Location labeling records
----------

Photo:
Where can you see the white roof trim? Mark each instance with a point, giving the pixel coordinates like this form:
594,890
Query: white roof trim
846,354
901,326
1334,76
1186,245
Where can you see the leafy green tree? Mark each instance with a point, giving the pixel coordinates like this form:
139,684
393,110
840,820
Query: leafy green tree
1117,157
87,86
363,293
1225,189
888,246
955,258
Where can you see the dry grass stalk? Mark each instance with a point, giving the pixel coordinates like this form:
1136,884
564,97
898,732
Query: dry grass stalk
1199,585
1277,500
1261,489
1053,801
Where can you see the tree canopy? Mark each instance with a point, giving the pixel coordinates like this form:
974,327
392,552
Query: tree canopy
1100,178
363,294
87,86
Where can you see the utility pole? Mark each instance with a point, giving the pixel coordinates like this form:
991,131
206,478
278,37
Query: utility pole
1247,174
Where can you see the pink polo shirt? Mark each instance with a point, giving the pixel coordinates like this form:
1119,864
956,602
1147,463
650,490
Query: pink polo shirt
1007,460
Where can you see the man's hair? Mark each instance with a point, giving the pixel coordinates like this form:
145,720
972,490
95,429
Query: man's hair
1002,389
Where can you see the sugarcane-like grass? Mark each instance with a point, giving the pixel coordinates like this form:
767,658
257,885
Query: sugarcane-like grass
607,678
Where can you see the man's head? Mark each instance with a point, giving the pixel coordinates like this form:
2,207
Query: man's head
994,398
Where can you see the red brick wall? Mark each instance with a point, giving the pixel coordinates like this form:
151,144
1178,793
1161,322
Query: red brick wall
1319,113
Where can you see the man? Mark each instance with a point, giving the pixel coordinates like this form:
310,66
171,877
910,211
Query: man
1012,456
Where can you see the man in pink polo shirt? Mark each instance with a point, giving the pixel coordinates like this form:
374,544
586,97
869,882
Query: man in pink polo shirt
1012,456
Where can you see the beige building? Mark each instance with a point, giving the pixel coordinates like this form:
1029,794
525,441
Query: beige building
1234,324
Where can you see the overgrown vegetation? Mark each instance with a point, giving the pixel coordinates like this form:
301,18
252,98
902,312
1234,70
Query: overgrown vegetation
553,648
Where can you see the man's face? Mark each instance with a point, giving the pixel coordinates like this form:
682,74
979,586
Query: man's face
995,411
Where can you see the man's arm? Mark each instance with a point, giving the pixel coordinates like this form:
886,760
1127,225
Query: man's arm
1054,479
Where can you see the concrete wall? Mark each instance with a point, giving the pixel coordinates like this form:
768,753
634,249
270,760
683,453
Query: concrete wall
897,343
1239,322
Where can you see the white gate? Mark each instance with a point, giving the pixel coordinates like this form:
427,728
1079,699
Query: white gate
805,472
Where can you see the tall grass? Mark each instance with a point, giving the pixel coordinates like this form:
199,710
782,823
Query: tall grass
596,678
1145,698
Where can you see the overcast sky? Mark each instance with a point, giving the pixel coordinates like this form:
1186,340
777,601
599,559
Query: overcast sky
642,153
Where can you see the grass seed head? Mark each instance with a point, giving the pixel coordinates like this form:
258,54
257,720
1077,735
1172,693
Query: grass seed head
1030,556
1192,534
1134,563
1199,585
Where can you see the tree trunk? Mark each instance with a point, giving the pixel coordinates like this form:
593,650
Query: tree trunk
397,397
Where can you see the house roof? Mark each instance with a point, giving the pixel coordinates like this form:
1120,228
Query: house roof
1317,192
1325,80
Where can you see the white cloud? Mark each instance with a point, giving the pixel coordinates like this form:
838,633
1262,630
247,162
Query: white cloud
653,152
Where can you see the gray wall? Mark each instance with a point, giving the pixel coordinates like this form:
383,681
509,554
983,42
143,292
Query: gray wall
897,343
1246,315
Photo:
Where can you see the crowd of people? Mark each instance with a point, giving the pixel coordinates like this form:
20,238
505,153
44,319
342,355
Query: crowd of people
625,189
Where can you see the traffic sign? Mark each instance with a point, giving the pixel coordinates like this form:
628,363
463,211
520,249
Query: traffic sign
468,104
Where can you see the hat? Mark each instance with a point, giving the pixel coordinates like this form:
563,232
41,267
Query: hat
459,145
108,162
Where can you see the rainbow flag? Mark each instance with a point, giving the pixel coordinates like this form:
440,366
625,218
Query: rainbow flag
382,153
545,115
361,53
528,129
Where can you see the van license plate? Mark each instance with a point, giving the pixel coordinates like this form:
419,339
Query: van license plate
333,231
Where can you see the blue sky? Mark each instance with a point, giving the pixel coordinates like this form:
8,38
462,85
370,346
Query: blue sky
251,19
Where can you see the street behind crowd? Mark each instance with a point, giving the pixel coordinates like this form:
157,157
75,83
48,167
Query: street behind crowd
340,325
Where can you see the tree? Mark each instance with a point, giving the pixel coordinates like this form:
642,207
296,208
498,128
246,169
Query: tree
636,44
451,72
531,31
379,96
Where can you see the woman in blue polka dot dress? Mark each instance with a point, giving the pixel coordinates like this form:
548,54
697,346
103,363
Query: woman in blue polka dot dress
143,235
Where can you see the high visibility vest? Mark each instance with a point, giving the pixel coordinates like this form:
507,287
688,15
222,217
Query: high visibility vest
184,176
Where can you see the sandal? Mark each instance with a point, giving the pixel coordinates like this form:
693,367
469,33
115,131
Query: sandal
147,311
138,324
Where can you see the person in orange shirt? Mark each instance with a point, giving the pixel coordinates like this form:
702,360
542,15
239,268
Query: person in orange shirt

----------

▶ **Direction**
Reproduce exactly the lines from the one containing "Where can you see the woman" through the last line of the records above, including both, and nothing else.

▶ **Solution for this exercise**
Where can you see the woman in blue polka dot dress? Mark each instance with a point, giving the pixel coordinates like this form:
548,54
697,346
103,363
Query: woman in blue polka dot dress
143,235
Where can you see the high visibility vest? Mark each instance with a point, giving the pixel coordinates like this form:
507,287
688,15
222,217
Query: high visibility vest
184,176
Where can you see the sandal? Mark each instance with a point, giving the pixel coordinates like this form:
693,367
469,33
115,131
Query: sandal
147,311
138,324
Where can you see the person in orange shirt? Mark each instance with a point, giving the pixel coordinates like this form:
702,360
542,15
239,268
Query: person in orange shirt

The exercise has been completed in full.